━━━ TEXT ━━━
Vietnam decides 2% VAT cut on petroleum, coal through 2026
The National Assembly has passed a 2% VAT cuts for fuel, coal, and IT services to stimulate production and business operations.
THE HANOI TIMES — A 2% reduction in the value-added tax (VAT) on fuel, coal, and IT services will be in place until the end of next year, according to a resolution passed by the National Assembly on June 17.
Shoppers browse fresh vegetables at Winmart supermarket. Photo: Hoai Nam/The Hanoi Times
Accordingly, the current 10% VAT rate on goods and services, including imported or wholesale commercial transactions of fuel, IT services, chemicals, prefabricated metal products, coke, and coal, will be reduced to 8%.
However, the VAT reduction does not apply to certain groups, including telecommunications, financial services, banking, securities, insurance, real estate businesses, metal products, and mineral resources (excluding coal). Goods and services subject to special consumption tax are also excluded, except for fuel.
Finance Minister Nguyen Van Thang said that the VAT cut will lead to a decline in state budget revenue of around VND122 trillion (US$4.8 billion) for the second half of 2025 and all of 2026.
The estimated revenue shortfall would rise to approximately VND167 trillion (US$6.6 billion) if the VAT reduction were applied to all items, he added.
In response to concerns that continued tax cuts might lead to decreased public spending, the finance minister said that although VAT cuts reduce tax revenue, they also stimulate production and business activity.
"This generates additional revenue, particularly through other types of taxes, thanks to the broader economic impact of the VAT policy," he said.
To offset the projected revenue decline, the government plans to strengthen tax collection efforts, enhance administrative reform, and accelerate digital transformation in tax management, Thang said.
Key efforts will focus on high-priority sectors such as land transactions, real estate transfers, e-commerce, and digital platform-based business activities, he added.
Thang also stressed that the government will tightly manage public expenditures, promote cost-saving measures, and proactively use reserves, contingency funds, and other lawful resources to respond to natural disasters, disease outbreaks, and other urgent needs to ensure balanced budgets across all levels.
The government aims to increase state budget revenues in 2025 by around 10% on year.
━━━
#### EXERCISE REQUIREMENTS
Copy the stretch of the Vietnam VAT cut article from "Vietnam decides 2%" through "and business operations." word for word.
━━━ SOURCE INFORMATION ━━━
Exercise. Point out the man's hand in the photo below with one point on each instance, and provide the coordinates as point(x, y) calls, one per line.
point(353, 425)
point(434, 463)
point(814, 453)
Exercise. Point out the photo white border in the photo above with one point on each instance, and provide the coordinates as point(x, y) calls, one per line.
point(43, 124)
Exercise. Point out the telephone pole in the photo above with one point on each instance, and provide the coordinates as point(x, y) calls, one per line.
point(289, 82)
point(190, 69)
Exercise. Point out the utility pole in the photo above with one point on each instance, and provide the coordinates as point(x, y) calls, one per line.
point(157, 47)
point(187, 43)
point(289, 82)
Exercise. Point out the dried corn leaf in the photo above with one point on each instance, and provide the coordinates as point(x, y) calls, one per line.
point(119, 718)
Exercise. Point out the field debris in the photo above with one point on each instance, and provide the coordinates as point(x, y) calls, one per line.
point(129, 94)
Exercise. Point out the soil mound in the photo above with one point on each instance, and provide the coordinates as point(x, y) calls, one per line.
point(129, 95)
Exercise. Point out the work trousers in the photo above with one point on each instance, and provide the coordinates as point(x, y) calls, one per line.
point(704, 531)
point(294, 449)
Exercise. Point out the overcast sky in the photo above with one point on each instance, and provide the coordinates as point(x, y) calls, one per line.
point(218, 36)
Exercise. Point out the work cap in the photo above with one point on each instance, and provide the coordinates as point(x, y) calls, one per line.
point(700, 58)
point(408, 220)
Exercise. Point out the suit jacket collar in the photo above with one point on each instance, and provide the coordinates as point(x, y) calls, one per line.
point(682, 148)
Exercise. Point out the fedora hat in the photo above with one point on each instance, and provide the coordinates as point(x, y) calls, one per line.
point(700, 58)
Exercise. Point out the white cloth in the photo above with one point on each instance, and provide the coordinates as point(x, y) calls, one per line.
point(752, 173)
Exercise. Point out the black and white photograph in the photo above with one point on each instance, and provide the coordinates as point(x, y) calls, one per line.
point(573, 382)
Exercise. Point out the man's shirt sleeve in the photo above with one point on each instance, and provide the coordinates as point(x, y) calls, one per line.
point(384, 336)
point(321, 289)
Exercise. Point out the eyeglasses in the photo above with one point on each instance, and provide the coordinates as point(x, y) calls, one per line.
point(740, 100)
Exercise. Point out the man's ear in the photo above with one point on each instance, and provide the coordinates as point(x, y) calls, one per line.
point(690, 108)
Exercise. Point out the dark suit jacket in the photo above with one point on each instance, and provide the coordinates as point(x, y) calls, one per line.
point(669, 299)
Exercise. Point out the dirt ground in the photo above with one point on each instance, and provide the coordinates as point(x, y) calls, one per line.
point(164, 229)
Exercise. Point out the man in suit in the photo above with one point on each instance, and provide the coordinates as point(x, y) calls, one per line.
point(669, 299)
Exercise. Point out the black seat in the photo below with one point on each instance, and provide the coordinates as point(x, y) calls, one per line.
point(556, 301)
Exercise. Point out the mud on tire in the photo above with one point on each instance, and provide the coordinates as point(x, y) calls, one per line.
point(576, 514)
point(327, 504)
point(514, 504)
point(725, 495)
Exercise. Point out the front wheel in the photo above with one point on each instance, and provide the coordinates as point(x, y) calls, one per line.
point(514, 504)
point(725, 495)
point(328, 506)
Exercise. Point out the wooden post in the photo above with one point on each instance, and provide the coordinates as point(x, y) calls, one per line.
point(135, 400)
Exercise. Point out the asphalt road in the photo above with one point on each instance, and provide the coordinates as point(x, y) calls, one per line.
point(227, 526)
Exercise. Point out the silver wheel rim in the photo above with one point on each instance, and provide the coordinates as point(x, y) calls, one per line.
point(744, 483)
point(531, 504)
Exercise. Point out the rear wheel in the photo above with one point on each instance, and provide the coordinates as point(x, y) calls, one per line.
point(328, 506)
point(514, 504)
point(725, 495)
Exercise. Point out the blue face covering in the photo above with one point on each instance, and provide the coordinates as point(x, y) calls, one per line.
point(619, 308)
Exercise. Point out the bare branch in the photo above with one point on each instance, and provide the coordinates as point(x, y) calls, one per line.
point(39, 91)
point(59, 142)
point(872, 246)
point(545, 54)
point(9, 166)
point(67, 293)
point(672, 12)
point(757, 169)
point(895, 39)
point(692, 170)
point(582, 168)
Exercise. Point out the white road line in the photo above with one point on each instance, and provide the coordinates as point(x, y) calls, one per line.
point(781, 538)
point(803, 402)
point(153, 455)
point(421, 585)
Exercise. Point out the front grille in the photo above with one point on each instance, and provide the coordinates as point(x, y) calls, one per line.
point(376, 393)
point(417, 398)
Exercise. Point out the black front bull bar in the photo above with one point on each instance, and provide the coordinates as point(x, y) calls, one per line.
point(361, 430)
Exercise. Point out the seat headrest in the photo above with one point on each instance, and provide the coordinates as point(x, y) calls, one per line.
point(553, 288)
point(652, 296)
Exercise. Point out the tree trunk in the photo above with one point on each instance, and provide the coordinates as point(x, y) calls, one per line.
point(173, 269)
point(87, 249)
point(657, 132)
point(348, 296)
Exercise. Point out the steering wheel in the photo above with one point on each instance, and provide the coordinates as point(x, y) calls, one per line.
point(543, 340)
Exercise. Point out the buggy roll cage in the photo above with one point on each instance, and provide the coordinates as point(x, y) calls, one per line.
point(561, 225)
━━━
#### EXERCISE RESULT
Vietnam decides 2% VAT cut on petroleum, coal through 2026
The National Assembly has passed a 2% VAT cuts for fuel, coal, and IT services to stimulate production and business operations.